Exercise instructions
Copy the passage from the William Harper article word for word, beginning at the words "He was freed" and stopping after "served until 1880.".

Source extract

================

Louisiana House of Representatives
- In office 1870–1872

Louisiana State Senate
- In office 1872–1880

Personal details
- Born: 1839/34 Tennessee
- Died: 1909
- Party: Republican

= William Harper (Louisiana politician) =

Louisiana reconstruction era American politician

William Harper (died 1909) was a state legislator who served in the Louisiana House of Representatives and Louisiana State Senate during the Reconstruction era.

== Biography ==

Harper was born enslaved in Tennessee and was taken to Louisiana by his owner in 1845.
He was freed from slavery by federal troops in 1864.

Harper lived in Caddo Parish, Louisiana and was selected as one of the Republican nominations to run for the house to represent the parish.
He was elected in 1870 to represent the parish along with George Luke Smith and John Conway Moncure.
At the time he also ran a small coffee shop with senator Caesar Antoine.

In 1871 he along with several others organised and incorporated a new charitable association called the Morning Star Benevolent Association of Shreveport.

Harper ran a small store selling groceries from 1872 to 1873 a trade he returned too later in the decade.

In November 1872 Harper was elected to serve in the Louisiana State Senate serving the twenty-first senatorial district and was re-elected in 1876 and he served until 1880.

He was made director of the charity hospital in Shreveport in April 1874 along with four others, appointed by governor William Pitt Kellogg.

Harper was selected to represent the forth congressional district along with Raford Blunt at the National Convention of Colored Men in Tennessee in 1876.

He died in 1909.

==See also==
- African American officeholders from the end of the Civil War until before 1900

== Notes ==
- Not to be confused with Wiliam Poynot Harper (1834 - 1874) a soldier and civil sheriff who lived and served at the same time in Louisiana.

================

Data section
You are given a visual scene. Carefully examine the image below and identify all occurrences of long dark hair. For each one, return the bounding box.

================

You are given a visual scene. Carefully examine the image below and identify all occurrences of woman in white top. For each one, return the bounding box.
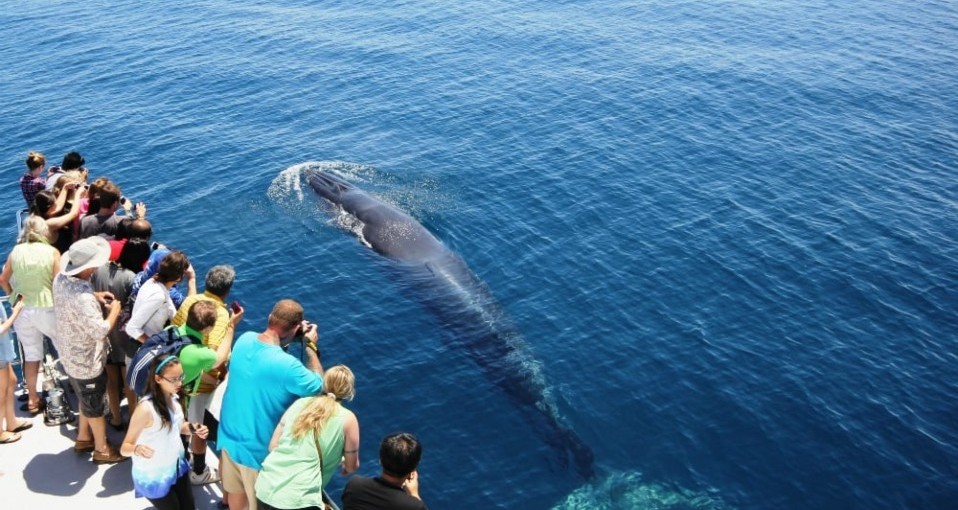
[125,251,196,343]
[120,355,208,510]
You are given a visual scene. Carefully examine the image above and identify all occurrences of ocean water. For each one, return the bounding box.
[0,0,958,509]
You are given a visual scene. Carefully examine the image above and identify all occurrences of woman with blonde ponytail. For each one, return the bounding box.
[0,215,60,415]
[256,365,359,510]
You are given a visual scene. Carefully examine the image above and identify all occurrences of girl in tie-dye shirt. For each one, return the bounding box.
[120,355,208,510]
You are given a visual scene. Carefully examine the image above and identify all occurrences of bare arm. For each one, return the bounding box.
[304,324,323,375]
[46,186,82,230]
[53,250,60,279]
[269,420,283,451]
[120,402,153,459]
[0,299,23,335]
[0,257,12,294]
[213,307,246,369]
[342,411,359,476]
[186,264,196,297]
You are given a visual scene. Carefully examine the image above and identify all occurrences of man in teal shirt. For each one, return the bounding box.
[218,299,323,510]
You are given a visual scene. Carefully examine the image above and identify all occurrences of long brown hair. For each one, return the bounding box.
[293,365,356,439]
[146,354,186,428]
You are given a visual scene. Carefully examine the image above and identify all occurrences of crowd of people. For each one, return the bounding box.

================

Solved problem
He was freed from slavery by federal troops in 1864.

Harper lived in Caddo Parish, Louisiana and was selected as one of the Republican nominations to run for the house to represent the parish.
He was elected in 1870 to represent the parish along with George Luke Smith and John Conway Moncure.
At the time he also ran a small coffee shop with senator Caesar Antoine.

In 1871 he along with several others organised and incorporated a new charitable association called the Morning Star Benevolent Association of Shreveport.

Harper ran a small store selling groceries from 1872 to 1873 a trade he returned too later in the decade.

In November 1872 Harper was elected to serve in the Louisiana State Senate serving the twenty-first senatorial district and was re-elected in 1876 and he served until 1880.